▸ **EXTRACTED DATA**:
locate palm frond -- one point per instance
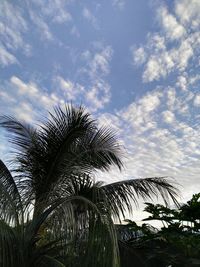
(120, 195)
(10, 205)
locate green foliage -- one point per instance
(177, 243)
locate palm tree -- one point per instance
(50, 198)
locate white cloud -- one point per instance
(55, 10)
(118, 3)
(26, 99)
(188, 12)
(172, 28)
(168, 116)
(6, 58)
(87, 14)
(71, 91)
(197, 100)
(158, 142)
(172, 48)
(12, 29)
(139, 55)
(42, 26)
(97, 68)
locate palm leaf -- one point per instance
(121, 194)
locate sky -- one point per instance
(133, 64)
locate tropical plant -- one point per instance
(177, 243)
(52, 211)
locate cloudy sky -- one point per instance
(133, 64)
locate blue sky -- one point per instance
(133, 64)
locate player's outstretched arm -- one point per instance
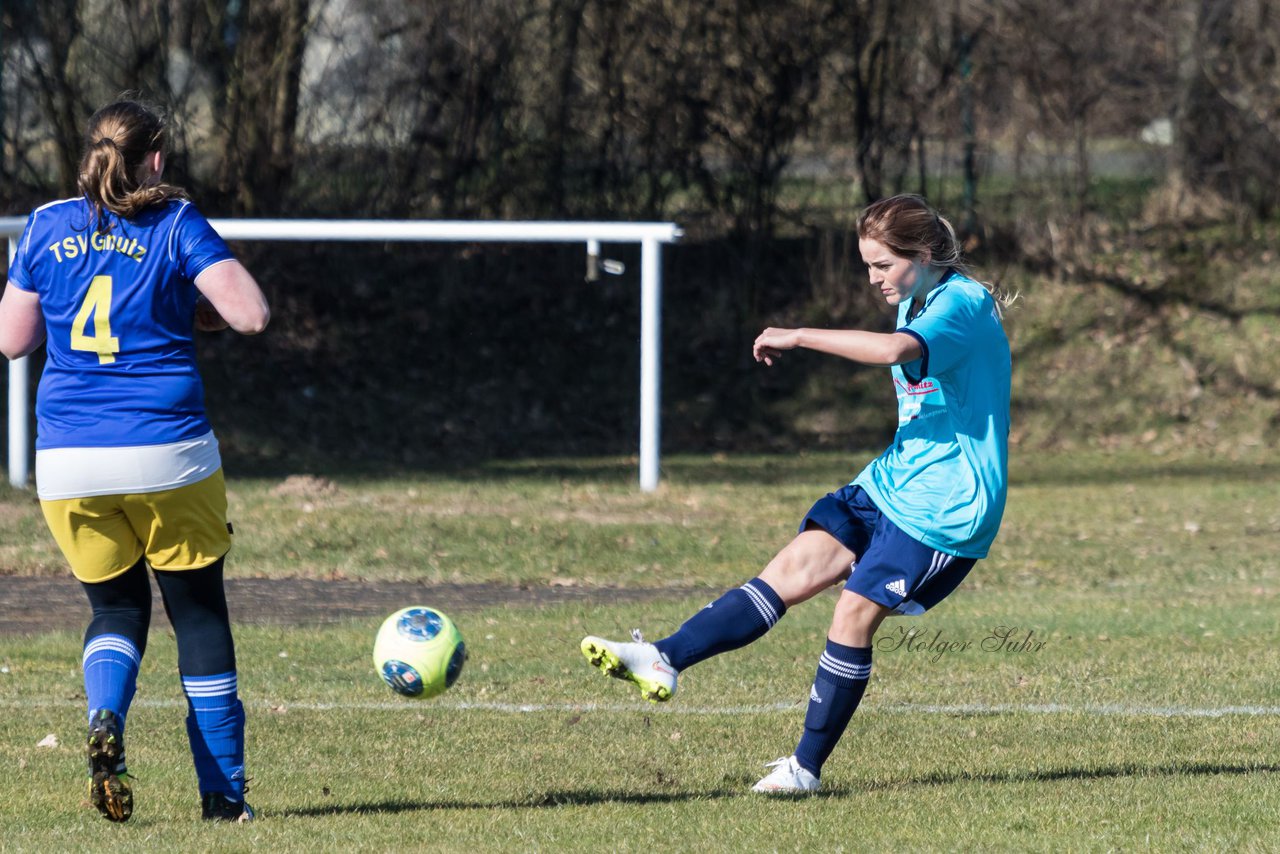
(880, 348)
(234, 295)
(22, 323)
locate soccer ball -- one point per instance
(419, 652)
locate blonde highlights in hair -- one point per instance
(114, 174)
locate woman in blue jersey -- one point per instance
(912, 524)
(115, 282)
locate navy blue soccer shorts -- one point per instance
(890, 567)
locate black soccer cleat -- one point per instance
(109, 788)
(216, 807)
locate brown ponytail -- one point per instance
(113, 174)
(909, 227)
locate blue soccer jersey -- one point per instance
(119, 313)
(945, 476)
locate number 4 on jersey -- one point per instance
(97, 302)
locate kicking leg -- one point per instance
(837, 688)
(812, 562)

...

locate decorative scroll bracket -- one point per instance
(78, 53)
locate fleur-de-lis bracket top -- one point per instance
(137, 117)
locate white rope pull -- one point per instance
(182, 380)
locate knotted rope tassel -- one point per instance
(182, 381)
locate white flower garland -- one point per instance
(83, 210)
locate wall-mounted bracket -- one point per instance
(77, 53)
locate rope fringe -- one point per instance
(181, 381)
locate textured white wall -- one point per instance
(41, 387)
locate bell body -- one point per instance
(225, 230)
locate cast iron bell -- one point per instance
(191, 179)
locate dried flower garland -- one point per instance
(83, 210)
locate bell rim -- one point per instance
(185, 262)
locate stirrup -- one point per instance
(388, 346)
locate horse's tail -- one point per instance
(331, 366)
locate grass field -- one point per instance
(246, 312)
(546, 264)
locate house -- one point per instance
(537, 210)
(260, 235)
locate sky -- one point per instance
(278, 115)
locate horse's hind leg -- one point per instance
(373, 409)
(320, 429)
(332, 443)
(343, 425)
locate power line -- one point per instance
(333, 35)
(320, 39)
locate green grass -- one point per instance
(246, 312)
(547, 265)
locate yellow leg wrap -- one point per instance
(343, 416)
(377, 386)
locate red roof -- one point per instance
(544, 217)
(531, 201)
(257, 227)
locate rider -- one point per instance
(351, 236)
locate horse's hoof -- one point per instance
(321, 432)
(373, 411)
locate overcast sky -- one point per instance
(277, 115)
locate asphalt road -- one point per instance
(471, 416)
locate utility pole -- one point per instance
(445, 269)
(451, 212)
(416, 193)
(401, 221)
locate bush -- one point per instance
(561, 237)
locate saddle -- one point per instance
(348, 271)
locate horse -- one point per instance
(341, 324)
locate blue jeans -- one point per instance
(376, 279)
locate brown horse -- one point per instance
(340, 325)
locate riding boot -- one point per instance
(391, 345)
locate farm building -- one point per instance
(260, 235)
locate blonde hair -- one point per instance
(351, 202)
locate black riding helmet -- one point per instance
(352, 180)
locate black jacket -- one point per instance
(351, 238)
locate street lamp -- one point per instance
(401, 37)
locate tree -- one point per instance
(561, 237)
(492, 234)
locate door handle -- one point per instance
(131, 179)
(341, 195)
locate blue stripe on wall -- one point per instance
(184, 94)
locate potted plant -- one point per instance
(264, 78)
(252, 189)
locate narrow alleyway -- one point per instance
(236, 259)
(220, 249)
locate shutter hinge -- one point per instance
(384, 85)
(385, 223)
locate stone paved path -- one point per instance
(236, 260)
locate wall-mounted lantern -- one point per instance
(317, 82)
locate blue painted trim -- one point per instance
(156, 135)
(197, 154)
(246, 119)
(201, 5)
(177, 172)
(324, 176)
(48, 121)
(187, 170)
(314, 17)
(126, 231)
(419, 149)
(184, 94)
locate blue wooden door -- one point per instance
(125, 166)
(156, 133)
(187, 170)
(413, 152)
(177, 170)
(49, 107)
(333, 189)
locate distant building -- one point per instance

---

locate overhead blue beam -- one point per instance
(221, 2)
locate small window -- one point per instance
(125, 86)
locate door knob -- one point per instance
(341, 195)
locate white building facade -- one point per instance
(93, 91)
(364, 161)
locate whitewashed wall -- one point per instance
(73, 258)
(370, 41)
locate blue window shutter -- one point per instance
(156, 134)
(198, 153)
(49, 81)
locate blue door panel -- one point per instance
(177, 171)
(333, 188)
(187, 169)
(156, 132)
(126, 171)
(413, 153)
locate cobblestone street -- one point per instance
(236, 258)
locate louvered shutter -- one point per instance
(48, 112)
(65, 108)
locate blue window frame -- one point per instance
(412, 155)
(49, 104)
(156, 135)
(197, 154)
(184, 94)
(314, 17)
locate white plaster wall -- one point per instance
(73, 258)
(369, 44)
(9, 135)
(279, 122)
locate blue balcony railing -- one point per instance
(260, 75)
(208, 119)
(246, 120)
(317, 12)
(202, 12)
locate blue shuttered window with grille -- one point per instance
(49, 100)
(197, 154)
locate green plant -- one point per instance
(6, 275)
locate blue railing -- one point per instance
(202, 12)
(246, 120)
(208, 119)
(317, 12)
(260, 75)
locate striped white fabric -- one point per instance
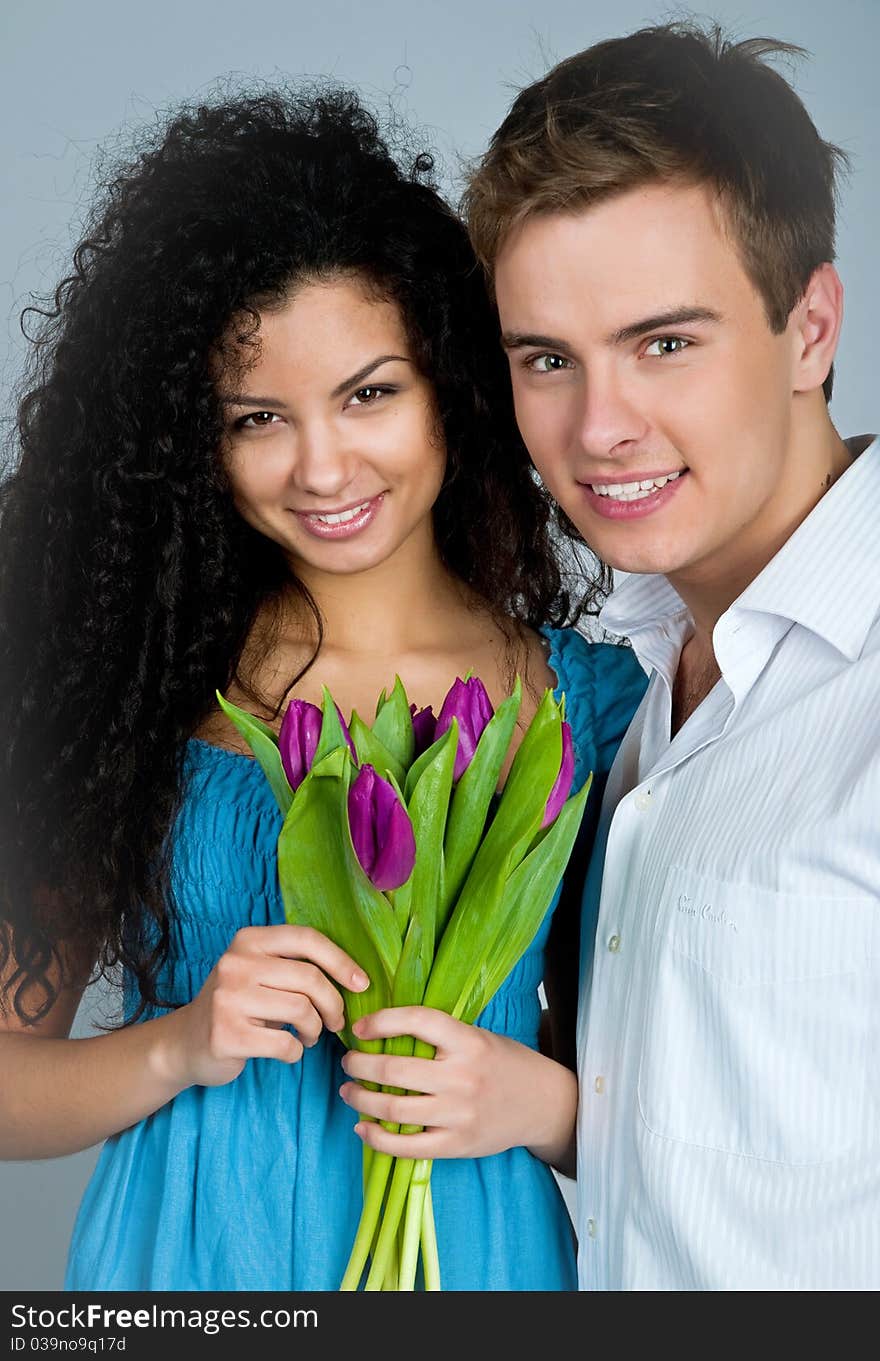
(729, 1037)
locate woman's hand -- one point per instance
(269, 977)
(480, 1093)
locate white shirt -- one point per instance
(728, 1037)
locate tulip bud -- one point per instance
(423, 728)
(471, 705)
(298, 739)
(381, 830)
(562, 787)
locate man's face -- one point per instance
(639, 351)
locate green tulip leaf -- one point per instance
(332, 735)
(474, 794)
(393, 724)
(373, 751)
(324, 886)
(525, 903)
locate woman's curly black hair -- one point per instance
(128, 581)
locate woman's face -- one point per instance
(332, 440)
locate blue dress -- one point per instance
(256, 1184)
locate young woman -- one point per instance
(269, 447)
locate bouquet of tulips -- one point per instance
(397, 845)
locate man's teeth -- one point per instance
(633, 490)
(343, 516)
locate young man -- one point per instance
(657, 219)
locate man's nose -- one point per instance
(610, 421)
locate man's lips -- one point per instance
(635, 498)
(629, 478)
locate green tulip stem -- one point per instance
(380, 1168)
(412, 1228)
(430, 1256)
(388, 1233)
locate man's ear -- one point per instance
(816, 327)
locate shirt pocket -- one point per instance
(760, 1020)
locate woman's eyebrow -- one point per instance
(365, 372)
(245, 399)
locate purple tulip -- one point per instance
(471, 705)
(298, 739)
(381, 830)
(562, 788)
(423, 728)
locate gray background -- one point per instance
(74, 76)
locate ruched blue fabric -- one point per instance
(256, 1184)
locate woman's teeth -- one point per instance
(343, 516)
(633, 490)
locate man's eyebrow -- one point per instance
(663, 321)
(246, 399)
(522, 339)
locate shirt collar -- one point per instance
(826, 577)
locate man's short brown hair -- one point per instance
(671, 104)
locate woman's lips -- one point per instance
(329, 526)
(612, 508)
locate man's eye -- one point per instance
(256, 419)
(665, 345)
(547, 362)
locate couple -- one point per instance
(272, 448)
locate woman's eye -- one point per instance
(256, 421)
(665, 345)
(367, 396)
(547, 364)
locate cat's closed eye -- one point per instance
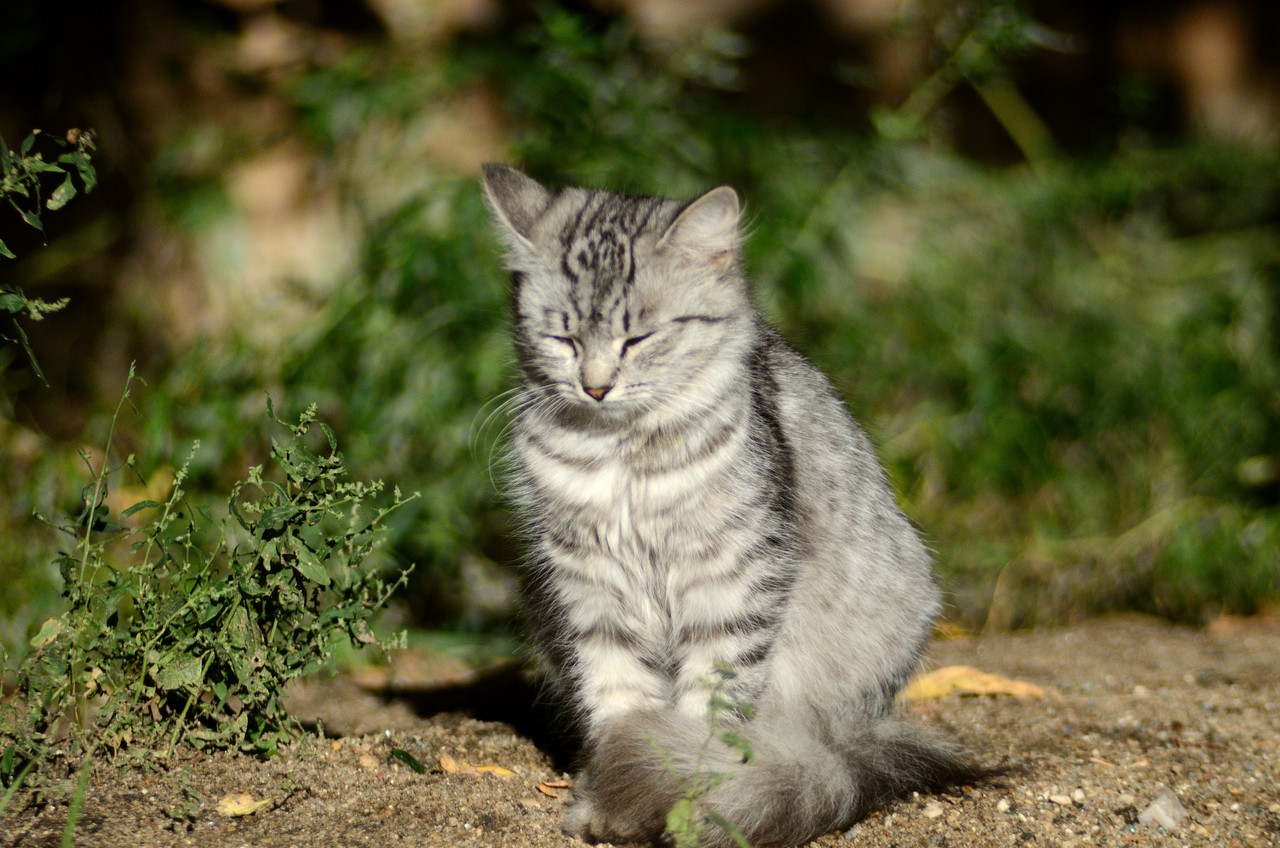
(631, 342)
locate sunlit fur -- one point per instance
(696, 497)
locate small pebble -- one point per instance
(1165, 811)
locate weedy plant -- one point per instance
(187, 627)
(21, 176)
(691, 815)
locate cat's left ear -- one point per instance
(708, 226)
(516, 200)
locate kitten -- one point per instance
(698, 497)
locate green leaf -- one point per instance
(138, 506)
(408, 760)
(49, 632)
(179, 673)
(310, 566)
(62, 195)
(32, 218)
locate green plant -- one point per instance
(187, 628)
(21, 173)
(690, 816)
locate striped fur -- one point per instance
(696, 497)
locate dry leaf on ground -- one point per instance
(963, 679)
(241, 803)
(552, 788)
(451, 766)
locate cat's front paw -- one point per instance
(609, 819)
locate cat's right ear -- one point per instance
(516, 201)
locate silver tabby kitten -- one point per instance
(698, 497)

▸ **EXERCISE AIM**: Take the listing above and repeat exactly the lines from the one containing "locate blue stripe" through the one containing "locate distant building", both included.

▸ **FINAL ANSWER**:
locate blue stripe on wall -- one point per instance
(184, 94)
locate potted plant -- one point per instance
(264, 78)
(252, 189)
locate narrow alleyway -- one point per instance
(236, 259)
(220, 249)
locate shutter hinge -- one point per instance
(384, 85)
(385, 223)
locate stone paved path -- one point per instance
(236, 260)
locate wall-mounted lantern -- one point per instance
(317, 82)
locate blue painted trim -- one point per instance
(156, 135)
(197, 154)
(246, 119)
(201, 5)
(177, 172)
(324, 176)
(48, 121)
(187, 170)
(314, 17)
(126, 231)
(419, 149)
(184, 94)
locate blue wooden door -- one point per instance
(125, 166)
(156, 133)
(187, 170)
(413, 152)
(177, 170)
(49, 107)
(333, 189)
locate distant building -- one point per instance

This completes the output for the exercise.